▶ _Source text_:
──────

You are viewing a plain text version of this content. The canonical link for it is here.
Posted to user@pig.apache.org by Steve Bernstein <St...@deem.com> on 2012/09/01 01:14:46 UTC
RE: group by clickstream
Nope, tried that, it breaks it back into one tuple per record...not what I want.
-----Original Message-----
From: Віталій Тимчишин [mailto:tivv00@gmail.com]
Sent: Friday, August 31, 2012 1:49 PM
To: user@pig.apache.org
Subject: Re: group by clickstream
Hello.
Does not FLATTEN do exactly this?
Best regards, Vitalii Tymchyshyn
2012/8/30 Steve Bernstein <St...@deem.com>
> Some clarification on the below. Ignore the outer bag, I'd removed
> some data elements for clarity and simplicity. Basically, I'm trying
> to find a way to go from:
>
> {(pg),(pg),...,(pg)}
> to
> {(pg,pg,...,pg)}
>
> For an abritrary number of "pg" tuples.

──────

(Excerpts from a detection dataset)
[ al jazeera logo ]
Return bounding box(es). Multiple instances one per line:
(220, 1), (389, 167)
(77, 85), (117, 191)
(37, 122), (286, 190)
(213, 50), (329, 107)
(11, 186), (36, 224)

──────

▶ _Written task 1_: Reproduce the part of the clickstream thread between "You are viewing" and "what I want.", inclusive.
▶ _Written task 2_:
Answer these questions using the clickstream thread:
(a) Who sent the message dated Friday, August 31, 2012 1:49 PM?
(b) What did Steve Bernstein say happened when he tried the suggestion?
(c) To which mailing list address was the reply posted?

▶ _Task result 1_:
You are viewing a plain text version of this content. The canonical link for it is here.
Posted to user@pig.apache.org by Steve Bernstein <St...@deem.com> on 2012/09/01 01:14:46 UTC
RE: group by clickstream
Nope, tried that, it breaks it back into one tuple per record...not what I want.

▶ _Task result 2_:
(a) Віталій Тимчишин, who signed it Vitalii Tymchyshyn.
(b) It broke the data back into one tuple per record, which was not what he wanted.
(c) user@pig.apache.org